— Short exercise 1 —
Report every line of the entries below that contains the string "RULE", copying each such line in full.

— Excerpt —
********************

Solution curves in \(\tau _{h}-r_{h}\) plane with different values of \(\Lambda \), where k is an arbitrary positive constant. It can be seen that for dS black hole the curves are always monotonically increasing which is the same as \(\Lambda =0\) case. But for AdS black hole, the curve go down to zero so there are two zero points for a given \(\tau \)

Next, we consider the dS black hole as a thermodynamical object in a “box”, the boundary of which is at the cosmological horizon \(r_{c}\). We first concentrate on \(a=0\) and \(q=0\) cases whose generalized free energy is reduced to

$$\begin{aligned} F_{h}=M_{h}-\frac{S_{h}}{\tau _{h}}=\frac{L^2 r_{h}-r_{h}^3}{2 L^2 }-\frac{\pi r_{h}^2}{\tau _{h} }. \end{aligned}$$

(2.21)

We define the vector field as

$$\begin{aligned} \phi= & {} \left( \phi ^{r_{h}},\phi ^{\theta }\right) \nonumber \\= & {} \left( -\frac{3 r_h^2}{2 L^2}-\frac{2 \pi r_h}{\tau _{h} }+\frac{1}{2},-\cot \theta \csc \theta \right) . \end{aligned}$$

(2.22)

By solving the equation \(\phi =0\), we acquire the relation

$$\begin{aligned} \tau _{h}=\frac{4 \pi L^2 r_h}{L^2-3 r_h^2}, \quad \theta =\frac{\pi }{2}. \end{aligned}$$

(2.23)

We take different values of \(\Lambda \) and depict the on-shell solution curve on \(\tau _{h}-r_{h}\) plane as shown in Fig. 1. When \(\tau _{h}\approx 5.16 k\), different from the Schwarzchild-AdS case, there would be one zero point in \(\theta -r_{h}\) plane at \((r_{h}/k,\theta )=(0.3,\pi /2)\), which is illustrated in Fig. 2. The loop surrounding the zero point sets the boundary of a given region so we can use Eq. (2.20) to acquire the winding number of point P. In this case, it can be easily calculated as \(w=-1\). Its sign is the same as the heat capacity of Schwarzchild-dS black hole [18]. Therefore, as same as the result in [8], the stability of the black hole solution can be read through its winding number. Since there is only one defect in the parameter space, it gives rise to the global topological number \(W=-1\) for the non-rotating and uncharged Schwarzchild-dS black hole solution.

********************

— Recorded data —
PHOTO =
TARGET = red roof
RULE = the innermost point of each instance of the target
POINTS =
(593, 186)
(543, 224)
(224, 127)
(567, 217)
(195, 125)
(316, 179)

********************

— Short exercise 2 —
Using the excerpt on the dS black hole above, state whether each statement agrees with it, answering yes or no and quoting the words that decide it. (a) For the dS black hole, the curves in the τh–rh plane always increase monotonically. (b) The winding number of point P works out to w = 1. (c) The boundary of the "box" around the dS black hole lies at the cosmological horizon.

— Task answer 1 —
RULE = the innermost point of each instance of the target

— Task answer 2 —
(a) Yes: "for dS black hole the curves are always monotonically increasing"
(b) No: "In this case, it can be easily calculated as \(w=-1\)."
(c) Yes: "the boundary of which is at the cosmological horizon \(r_{c}\)"